→ **Records excerpted from a collection**:
----

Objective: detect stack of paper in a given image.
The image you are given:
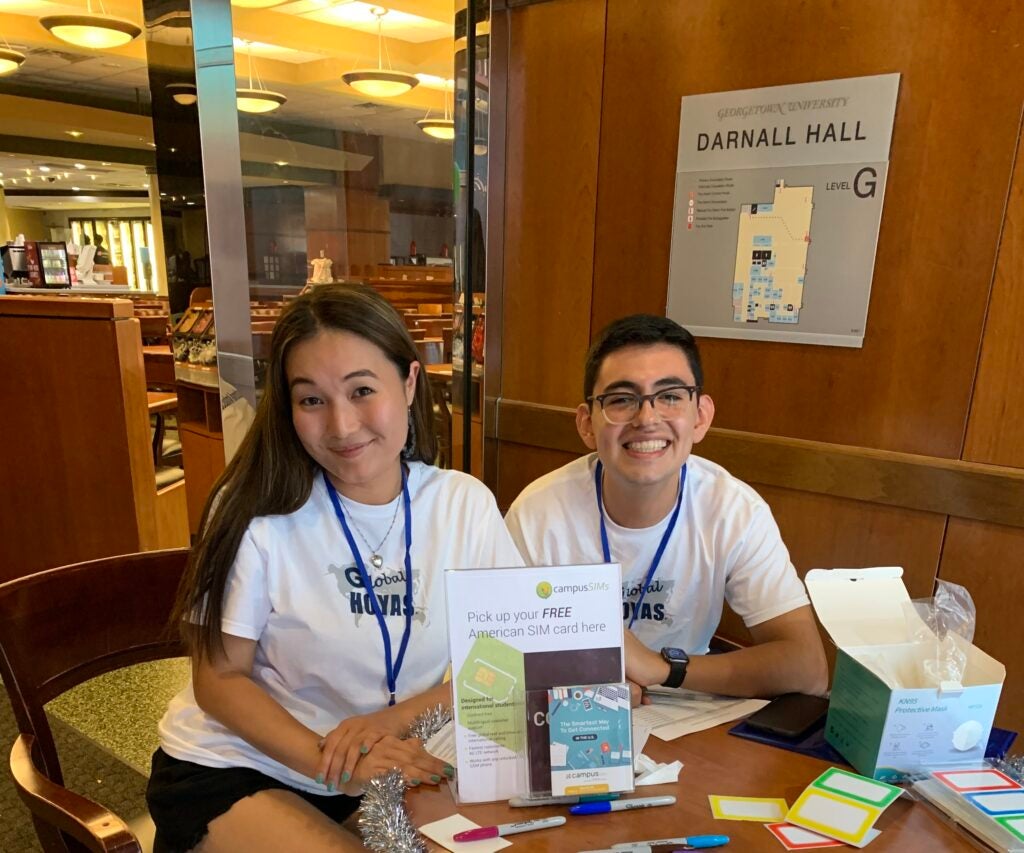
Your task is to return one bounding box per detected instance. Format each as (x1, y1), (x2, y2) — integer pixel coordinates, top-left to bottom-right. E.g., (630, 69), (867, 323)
(634, 688), (769, 741)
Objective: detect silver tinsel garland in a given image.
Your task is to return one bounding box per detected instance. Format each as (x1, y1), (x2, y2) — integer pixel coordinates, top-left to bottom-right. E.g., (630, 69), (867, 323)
(994, 753), (1024, 784)
(357, 705), (454, 852)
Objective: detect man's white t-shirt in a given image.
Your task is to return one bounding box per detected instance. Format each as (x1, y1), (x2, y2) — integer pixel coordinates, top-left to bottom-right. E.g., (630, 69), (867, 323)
(159, 462), (523, 793)
(505, 453), (808, 655)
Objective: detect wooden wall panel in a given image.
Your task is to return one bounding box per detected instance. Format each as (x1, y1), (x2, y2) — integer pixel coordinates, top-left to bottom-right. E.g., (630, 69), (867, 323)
(496, 442), (579, 512)
(500, 0), (606, 407)
(491, 0), (1024, 726)
(937, 518), (1024, 734)
(590, 0), (1024, 458)
(964, 122), (1024, 468)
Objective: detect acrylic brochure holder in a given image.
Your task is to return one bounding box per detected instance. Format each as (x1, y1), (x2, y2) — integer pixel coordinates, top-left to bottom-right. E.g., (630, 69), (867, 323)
(445, 563), (625, 803)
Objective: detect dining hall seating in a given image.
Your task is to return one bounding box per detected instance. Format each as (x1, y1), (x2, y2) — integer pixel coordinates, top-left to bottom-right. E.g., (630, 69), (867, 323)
(0, 296), (189, 582)
(0, 548), (188, 852)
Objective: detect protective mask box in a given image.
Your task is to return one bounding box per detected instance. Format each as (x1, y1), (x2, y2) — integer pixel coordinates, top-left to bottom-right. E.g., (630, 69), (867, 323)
(805, 567), (1005, 782)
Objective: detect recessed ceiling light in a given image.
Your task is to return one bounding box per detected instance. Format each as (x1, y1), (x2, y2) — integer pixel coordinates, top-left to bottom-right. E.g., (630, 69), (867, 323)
(38, 166), (50, 172)
(101, 162), (111, 166)
(66, 130), (84, 138)
(24, 169), (31, 175)
(160, 192), (166, 197)
(274, 160), (288, 166)
(89, 175), (96, 180)
(24, 176), (31, 183)
(71, 186), (80, 191)
(186, 200), (195, 205)
(74, 163), (85, 169)
(9, 178), (16, 184)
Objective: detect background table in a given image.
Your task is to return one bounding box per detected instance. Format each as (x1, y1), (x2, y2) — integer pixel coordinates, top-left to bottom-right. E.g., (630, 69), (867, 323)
(406, 724), (980, 852)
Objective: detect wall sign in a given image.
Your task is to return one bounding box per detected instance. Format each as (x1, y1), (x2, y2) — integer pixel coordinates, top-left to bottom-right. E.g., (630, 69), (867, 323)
(666, 73), (899, 348)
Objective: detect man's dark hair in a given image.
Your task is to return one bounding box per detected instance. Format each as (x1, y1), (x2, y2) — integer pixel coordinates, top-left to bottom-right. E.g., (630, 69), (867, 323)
(583, 314), (703, 400)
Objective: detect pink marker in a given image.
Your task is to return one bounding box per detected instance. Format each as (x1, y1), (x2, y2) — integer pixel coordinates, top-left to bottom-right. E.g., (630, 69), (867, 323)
(453, 816), (566, 841)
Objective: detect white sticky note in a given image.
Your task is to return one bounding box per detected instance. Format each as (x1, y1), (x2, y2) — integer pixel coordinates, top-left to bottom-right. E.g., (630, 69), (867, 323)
(418, 814), (511, 853)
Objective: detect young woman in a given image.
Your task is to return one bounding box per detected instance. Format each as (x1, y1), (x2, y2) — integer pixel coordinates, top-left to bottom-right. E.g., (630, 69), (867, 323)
(147, 285), (523, 852)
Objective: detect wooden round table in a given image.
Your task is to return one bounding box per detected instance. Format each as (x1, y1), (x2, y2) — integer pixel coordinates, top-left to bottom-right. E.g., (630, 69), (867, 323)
(405, 724), (978, 852)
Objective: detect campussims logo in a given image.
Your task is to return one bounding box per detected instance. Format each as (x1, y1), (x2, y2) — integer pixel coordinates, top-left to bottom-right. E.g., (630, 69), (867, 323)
(535, 580), (610, 598)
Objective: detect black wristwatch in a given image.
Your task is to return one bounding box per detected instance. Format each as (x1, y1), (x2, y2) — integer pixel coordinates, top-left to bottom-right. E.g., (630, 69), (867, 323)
(660, 647), (690, 688)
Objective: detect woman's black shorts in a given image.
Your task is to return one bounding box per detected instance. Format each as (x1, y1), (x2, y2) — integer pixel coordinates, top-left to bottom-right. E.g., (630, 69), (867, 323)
(146, 748), (361, 852)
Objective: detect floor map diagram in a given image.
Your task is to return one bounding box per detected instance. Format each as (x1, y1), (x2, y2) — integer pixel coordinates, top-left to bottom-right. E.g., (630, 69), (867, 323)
(665, 74), (900, 348)
(732, 180), (814, 325)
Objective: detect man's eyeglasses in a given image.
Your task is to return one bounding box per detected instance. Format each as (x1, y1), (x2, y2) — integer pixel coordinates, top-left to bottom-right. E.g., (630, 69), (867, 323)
(587, 385), (701, 424)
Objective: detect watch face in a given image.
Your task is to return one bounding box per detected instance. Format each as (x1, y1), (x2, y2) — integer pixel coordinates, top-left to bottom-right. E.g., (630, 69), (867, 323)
(663, 647), (686, 661)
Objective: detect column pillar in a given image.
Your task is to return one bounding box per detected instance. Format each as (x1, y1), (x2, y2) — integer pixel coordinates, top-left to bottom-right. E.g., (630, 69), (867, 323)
(147, 172), (168, 295)
(0, 186), (11, 246)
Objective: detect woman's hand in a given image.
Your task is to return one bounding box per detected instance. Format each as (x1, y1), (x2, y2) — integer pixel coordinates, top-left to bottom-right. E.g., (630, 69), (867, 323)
(346, 736), (453, 790)
(316, 707), (407, 790)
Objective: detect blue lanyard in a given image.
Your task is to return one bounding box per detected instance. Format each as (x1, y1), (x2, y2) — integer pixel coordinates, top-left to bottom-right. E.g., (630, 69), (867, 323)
(323, 469), (413, 707)
(594, 460), (686, 629)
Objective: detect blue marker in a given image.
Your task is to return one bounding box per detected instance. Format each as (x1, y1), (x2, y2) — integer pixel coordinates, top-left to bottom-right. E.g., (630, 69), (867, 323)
(607, 837), (730, 850)
(570, 795), (675, 815)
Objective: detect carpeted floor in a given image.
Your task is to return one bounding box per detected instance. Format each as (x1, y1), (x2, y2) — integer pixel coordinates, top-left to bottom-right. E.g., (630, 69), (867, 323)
(0, 658), (190, 852)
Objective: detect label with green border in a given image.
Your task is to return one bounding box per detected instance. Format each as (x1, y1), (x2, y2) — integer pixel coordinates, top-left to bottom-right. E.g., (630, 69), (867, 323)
(812, 767), (901, 809)
(995, 815), (1024, 842)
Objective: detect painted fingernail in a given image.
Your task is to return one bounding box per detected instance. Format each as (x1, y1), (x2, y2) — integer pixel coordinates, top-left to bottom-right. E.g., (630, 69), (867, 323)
(327, 782), (335, 792)
(430, 774), (441, 783)
(316, 774), (324, 785)
(360, 744), (369, 754)
(341, 771), (351, 783)
(409, 778), (420, 786)
(443, 765), (455, 777)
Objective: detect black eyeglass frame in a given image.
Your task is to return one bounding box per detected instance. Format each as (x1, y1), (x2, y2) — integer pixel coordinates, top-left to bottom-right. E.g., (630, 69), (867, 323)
(587, 384), (703, 422)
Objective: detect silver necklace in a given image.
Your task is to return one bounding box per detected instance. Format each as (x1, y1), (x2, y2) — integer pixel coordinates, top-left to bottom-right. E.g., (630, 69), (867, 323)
(339, 495), (402, 569)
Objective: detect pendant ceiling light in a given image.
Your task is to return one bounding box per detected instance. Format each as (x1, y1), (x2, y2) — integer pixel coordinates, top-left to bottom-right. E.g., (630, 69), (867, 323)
(342, 8), (418, 99)
(0, 42), (26, 76)
(40, 0), (140, 50)
(236, 41), (286, 114)
(166, 82), (197, 105)
(416, 83), (454, 140)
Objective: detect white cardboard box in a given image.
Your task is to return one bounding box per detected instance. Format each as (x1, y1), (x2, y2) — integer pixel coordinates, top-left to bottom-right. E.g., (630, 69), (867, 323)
(805, 567), (1005, 781)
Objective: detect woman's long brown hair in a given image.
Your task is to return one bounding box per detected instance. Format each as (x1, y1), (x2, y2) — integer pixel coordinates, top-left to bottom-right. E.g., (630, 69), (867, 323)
(172, 284), (437, 661)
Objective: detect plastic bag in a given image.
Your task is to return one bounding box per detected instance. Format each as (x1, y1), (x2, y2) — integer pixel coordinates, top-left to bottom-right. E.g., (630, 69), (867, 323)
(906, 580), (976, 688)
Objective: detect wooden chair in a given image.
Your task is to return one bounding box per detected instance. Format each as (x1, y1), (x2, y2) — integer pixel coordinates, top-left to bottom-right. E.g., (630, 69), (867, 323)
(0, 548), (189, 853)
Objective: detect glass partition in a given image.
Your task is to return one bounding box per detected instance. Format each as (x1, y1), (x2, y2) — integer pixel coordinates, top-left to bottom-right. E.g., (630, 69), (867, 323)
(193, 0), (476, 471)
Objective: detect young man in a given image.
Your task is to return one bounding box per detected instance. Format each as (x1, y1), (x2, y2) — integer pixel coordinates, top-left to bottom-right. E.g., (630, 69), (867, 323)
(505, 315), (828, 699)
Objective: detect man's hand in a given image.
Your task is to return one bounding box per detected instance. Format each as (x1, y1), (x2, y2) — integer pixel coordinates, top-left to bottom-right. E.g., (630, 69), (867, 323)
(623, 630), (670, 688)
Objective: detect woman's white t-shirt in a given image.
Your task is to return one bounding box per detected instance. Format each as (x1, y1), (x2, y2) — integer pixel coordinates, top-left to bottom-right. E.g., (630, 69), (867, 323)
(159, 463), (524, 793)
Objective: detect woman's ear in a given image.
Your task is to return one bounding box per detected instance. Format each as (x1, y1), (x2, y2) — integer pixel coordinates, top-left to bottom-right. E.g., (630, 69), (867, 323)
(406, 360), (421, 406)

----

→ **Problem description**:
Please restate the lines above exactly, starting at the first line of the data and stopping at the line containing "Objective: detect protective", which is included. Omit pictures.

→ **Response box**:
Objective: detect stack of paper in a given image.
The image you are given:
Your task is to return one bounding box per detected instance. Format each as (x1, y1), (x2, y2) — integer pixel coordinates, top-left to bottom-right. E.g., (630, 69), (867, 323)
(634, 688), (769, 741)
Objective: detect silver tinsel garland in a given image.
Your task is to return one bounding box per detected instance. Format each as (x1, y1), (x2, y2) — integer pixel coordinates, top-left to bottom-right. E.g., (630, 69), (867, 323)
(994, 753), (1024, 784)
(357, 705), (454, 852)
Objective: detect man's white t-shirt in a given image.
Your task is to return one bounding box per detected instance. Format each as (x1, y1), (x2, y2) — integer pixel coordinates, top-left to bottom-right. E.g., (630, 69), (867, 323)
(159, 462), (523, 793)
(505, 453), (808, 655)
Objective: detect wooden wall panel in a given image.
Your task is to return one bounding box per detected instance. Format each as (x1, y1), (x2, y2) — integer pixel coordinates, top-left to bottom-right. E.g., (630, 69), (867, 323)
(496, 442), (579, 512)
(500, 0), (606, 407)
(491, 0), (1024, 726)
(937, 518), (1024, 734)
(590, 0), (1024, 458)
(964, 122), (1024, 468)
Objective: detect acrylic brochure holder in a given image.
Your task is to return one bounding box per detected instance. Format each as (x1, y1), (x2, y2) — integer pixel coordinates, top-left to bottom-right. E.g., (630, 69), (867, 323)
(445, 563), (625, 803)
Objective: detect dining hall seating in a given image.
Your task is to return one bounding box per detected instance. Format each as (x1, y1), (x2, y2) — integer pixel coordinates, top-left to bottom-right. E.g., (630, 69), (867, 323)
(0, 296), (189, 582)
(0, 548), (188, 852)
Objective: detect protective mask box in a given image.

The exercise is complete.